◆ Reading passage ◆
>>>

On and on goes the list of potential cuts: the black book suggests reductions in federal aid to the arts, in support for public TV, in mass transit, in postal subsidies and in the space program, even though both Reagan and Stockman are ardent space buffs. Not even the most popular federal programs are spared. In the case of Social Security, the Administration would leave basic retirement benefits untouched. But it is considering scrapping the $122 minimum monthly benefit to retirees who have paid very little into the system and payments to students whose parents have died, as well as reductions in disability payments. Potential savings in fiscal 1982: $2.3 billion.
In several cases, the black book suggests reductions that would be low at the start but grow dramatically in future years. Savings from imposing a limit on Medicaid spending, to take one striking example, are projected to multiply from $100 million this fiscal year to $1 billion next year and $5 billion in fiscal 1985. Speculative though such estimates are, the mere attempt to make them stands the normal budgeting process on its head. Traditionally, the Government starts programs for which spending is relatively small in the early years but snowballs drastically as time goes by. The Reagan Administration is trying to throw that process into reverse.
Ambitious though the Administration's plans are, there are limits to them. Reagan noted ruefully in his TV speech that all the cuts that he proposes will merely make federal spending lower than it otherwise would be, not lower than it is now; total spending will continue to grow because of inflation, however much the White House and Congress may hack and trim. Moreover, there is one gigantic exception to the Administration's cut-and-slash plans: military spending. Secretary of Defense Caspar Weinberger is likely to propose, and Reagan may well recommend, a fiscal 1982 defense budget of $220 billion, almost $24 billion above the figure Jimmy Carter had suggested and $55 billion more than the Pentagon's current budget. That would gobble up more than half the cuts that Reagan is expected to propose in civilian expenditures, even in the unlikely event that Congress enacts every last one of his recommendations.
All of which casts doubt over the other fundamental part of Reagan's economic program: sharp cuts in personal and business taxes. In the President's view, taxes are holding back business growth and feeding inflation quite as much as the explosive growth of federal spending. In his TV speech, he reiterated his familiar pledge to recommend a 10% slash in income tax rates in each of the next three years, plus more generous depreciation allowances for business, and insisted that the reductions must not be held up to await the outcome of the congressional budget debate.

<<<

◆ Task set ◆
1. Turn the paragraph of the budget article that begins "In several cases, the black book suggests" into a short bulleted list that keeps its main facts.
2. Translate this sentence from the budget article into Spanish: "Traditionally, the Government starts programs for which spending is relatively small in the early years but snowballs drastically as time goes by."

◆ Stored data entries ◆

>>>

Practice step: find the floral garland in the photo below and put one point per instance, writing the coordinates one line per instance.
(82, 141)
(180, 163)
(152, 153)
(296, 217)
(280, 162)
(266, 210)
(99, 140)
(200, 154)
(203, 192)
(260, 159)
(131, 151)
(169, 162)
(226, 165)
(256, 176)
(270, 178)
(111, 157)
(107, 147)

<<<
>>>

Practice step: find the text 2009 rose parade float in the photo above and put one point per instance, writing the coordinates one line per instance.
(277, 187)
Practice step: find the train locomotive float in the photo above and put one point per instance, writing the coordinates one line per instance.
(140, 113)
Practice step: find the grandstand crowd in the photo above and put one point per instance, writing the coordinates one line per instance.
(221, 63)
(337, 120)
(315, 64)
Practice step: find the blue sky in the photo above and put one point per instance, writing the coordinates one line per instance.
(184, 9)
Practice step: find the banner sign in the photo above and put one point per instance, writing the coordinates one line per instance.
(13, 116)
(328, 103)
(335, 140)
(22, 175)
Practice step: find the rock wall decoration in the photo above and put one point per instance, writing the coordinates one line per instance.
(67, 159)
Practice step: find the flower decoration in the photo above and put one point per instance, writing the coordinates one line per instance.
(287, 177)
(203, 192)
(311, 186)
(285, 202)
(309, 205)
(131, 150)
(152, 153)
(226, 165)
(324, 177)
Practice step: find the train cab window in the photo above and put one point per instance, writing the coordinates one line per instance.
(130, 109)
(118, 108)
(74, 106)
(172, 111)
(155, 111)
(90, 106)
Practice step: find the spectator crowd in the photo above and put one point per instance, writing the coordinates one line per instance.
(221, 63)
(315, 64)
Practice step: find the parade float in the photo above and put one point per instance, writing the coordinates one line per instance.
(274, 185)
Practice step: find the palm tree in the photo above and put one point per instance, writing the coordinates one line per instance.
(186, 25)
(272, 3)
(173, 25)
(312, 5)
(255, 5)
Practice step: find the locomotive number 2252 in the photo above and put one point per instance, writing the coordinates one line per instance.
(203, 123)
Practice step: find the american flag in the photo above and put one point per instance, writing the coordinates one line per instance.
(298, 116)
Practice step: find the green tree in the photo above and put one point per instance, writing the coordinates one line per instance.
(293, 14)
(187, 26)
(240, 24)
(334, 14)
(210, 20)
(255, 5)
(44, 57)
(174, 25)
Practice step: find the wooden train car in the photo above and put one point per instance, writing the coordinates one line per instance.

<<<

◆ Task solutions ◆
1.
- Several cuts proposed in the black book would save little at first but much more in later years.
- One example is a limit on Medicaid spending. Its projected savings rise from $100 million this fiscal year to $1 billion next year and $5 billion in fiscal 1985.
- These estimates are speculative, but the attempt itself reverses the normal budgeting process.
- The Government has usually started programs whose spending is small in the early years and grows sharply over time.
- The Reagan Administration is trying to reverse that pattern.

2. Tradicionalmente, el Gobierno pone en marcha programas cuyo gasto es relativamente pequeño en los primeros años, pero crece drásticamente, como una bola de nieve, con el paso del tiempo.